## Document text:
^^^^^^^^

The action puts the agency's restrictions in line with those issued by the Department of Agriculture to keep those cattle parts out of meat after the brain-wasting disease was found in December in a Holstein cow in Washington state.
The ban affects products made from animals 30 months of age and older, the age in which the government has said the brain-wasting disease can be found. The restrictions prohibit the use of the brain and spinal cord, where the misshapen proteins blamed for mad cow disease are considered most likely to be found.
The banned parts from the older animals also include skulls, eyes and nervous system tissue close to the spinal cord.
However, the use of tallow, a processed fat made from cattle, will still be allowed provided it carries less than 0.15 percent impurities, which could include proteins. Tallow is used in cosmetics, but FDA has said the high heat and pressure used to make it should minimize any risk of having mad cow infectious agent in tallow.

^^^^^^^^

## Record excerpts:
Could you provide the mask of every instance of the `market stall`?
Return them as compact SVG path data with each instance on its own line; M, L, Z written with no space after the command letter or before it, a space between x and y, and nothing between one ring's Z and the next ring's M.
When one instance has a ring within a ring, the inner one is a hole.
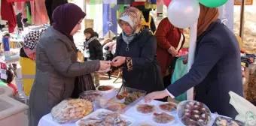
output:
M87 126L101 123L107 125L107 122L110 125L127 126L218 126L225 123L223 122L225 121L227 124L230 122L239 126L244 125L241 122L212 113L200 102L184 100L176 104L152 100L145 103L143 91L139 92L139 90L128 88L128 90L121 90L117 95L117 91L114 91L111 87L106 86L101 88L105 91L87 91L81 95L81 99L62 101L53 108L51 113L41 118L38 126ZM127 89L126 87L122 88ZM136 94L138 94L137 98L131 100L130 97ZM116 124L111 119L115 120Z

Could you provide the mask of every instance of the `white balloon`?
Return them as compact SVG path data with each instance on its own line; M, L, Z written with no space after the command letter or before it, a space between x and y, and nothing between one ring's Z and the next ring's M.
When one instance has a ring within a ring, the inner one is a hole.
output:
M172 0L168 6L168 19L175 27L184 28L197 21L200 8L197 0Z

^^^^^^^^

## Problems to solve:
(A) Copy out the passage on the cattle-parts ban, beginning at the words "However, the use" and stopping after "agent in tallow.".
(B) Write the next part of the passage on the cattle-parts ban, picking up after its final sentence.

## Answers for the tasks:
(A)
However, the use of tallow, a processed fat made from cattle, will still be allowed provided it carries less than 0.15 percent impurities, which could include proteins. Tallow is used in cosmetics, but FDA has said the high heat and pressure used to make it should minimize any risk of having mad cow infectious agent in tallow.

(B)
Also banned in cosmetics is any material from cattle that cannot stand on their own. Since January, those animals cannot be used for meat, but they can be sent to rendering plants, which produce tallow.
The FDA directed manufacturers and processors that use prohibited cattle parts to immediately switch to alternative ingredients.
Mad cow disease is also known as bovine spongiform encephalopathy, or BSE. People who eat meat containing the proteins, known as prions, face a risk of contracting a rare but fatal human condition, variant Creutzfeldt-Jakob disease.